EXERCISE TEXT:
=== Section Start ===

In July 2005, Gail Kelly and her directors would also have found this when the bank carried out another review of the Jenolan Caves businesses. Again, they did not provide me with a copy of their review. Jeff Shaw, who was acting for me, at that time, claimed that under the Act, governments and banks must comply with the law. He was previously NSW Attorney General and claimed the new government could not sell or transfer the lease.

In September 2005, my company could not continue paying the bank’s interest. The bank then appointed Receivers and Managers, despite knowing that Jenolan Caves visitor numbers had fallen from 270,000 in 1995 to 210,000 in 2004. The visitor number declined when the government relocated the administration and senior executives to Oberon and then to Bathurst. During this period, visitor numbers declined by 20%,

In November 2005, I wrote to Gail Kelly and requested ‘a meeting to address a preferred way forward that maintains the value of the asset and protect the rights of our companies, and to ensure all parties are protected.’ There was no reply, suggesting the bank’s dispute resolution procedures were not protecting customers like me. We later found that the bank misled millions of customers because none could resolve disputes free of charge.

The bank did not comply with the 2003 Code. Since 2003, Westpac’s managing director Dr. David Morgan knew that the federal government published recommendations made by John Howard’s Taskforce on Industry Self-Regulation. It states:

The promotion of dispute resolution schemes is both beneficial for industry, and to the consumer. For industry, a dispute resolution scheme can be used as a marketing tool to differentiate itself from competitors. Whereas, for consumer, the promotion of a dispute resolution schemes informs them of their rights (p.116).

In June 2003, John McFarlane, Westpac’s current Chairman, also knew that the dispute resolution schemes inform customers of their rights. He was also the bankers’ association chair that published details of how the code will be monitored. Richard Viney, the association’s code reviewer, commented on this. He said:

The code has real teeth as I know of no other banking code in the world that is enforceable as a contract by the customer.

=== Section End ===

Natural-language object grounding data
=== Section Start ===

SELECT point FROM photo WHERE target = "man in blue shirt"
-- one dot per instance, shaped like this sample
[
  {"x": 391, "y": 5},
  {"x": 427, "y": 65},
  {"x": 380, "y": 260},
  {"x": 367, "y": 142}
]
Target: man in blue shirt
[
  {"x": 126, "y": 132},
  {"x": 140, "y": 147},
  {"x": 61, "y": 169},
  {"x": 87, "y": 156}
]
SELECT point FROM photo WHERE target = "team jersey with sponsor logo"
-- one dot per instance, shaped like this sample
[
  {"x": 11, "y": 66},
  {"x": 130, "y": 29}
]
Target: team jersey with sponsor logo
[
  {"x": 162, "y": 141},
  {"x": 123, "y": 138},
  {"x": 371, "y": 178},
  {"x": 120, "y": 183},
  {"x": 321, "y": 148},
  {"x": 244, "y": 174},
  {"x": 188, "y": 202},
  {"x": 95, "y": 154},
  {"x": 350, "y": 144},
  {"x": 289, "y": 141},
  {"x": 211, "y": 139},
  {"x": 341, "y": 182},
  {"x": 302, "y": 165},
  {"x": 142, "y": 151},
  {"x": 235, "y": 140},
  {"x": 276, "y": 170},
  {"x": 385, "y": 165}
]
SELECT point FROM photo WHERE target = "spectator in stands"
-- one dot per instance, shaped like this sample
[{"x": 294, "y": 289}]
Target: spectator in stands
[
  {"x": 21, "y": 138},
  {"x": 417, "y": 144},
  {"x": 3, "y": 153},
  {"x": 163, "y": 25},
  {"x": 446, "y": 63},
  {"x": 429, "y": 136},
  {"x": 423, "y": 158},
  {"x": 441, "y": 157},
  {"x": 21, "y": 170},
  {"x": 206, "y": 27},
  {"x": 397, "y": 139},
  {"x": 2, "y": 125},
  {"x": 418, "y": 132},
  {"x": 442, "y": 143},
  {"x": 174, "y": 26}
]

=== Section End ===

TASK PROMPT:
Please decide whether each statement below agrees with the Jenolan Caves text, answering yes or no and quoting the words from the text that settle it.
1. Jenolan Caves visitor numbers dropped from 270,000 in 1995 to 210,000 in 2004.
2. Gail Kelly replied to the letter written in November 2005.
3. Jeff Shaw had earlier served as NSW Attorney General.

OUTPUT OF THE TASK:
1. Yes: "Jenolan Caves visitor numbers had fallen from 270,000 in 1995 to 210,000 in 2004"
2. No: "There was no reply"
3. Yes: "He was previously NSW Attorney General"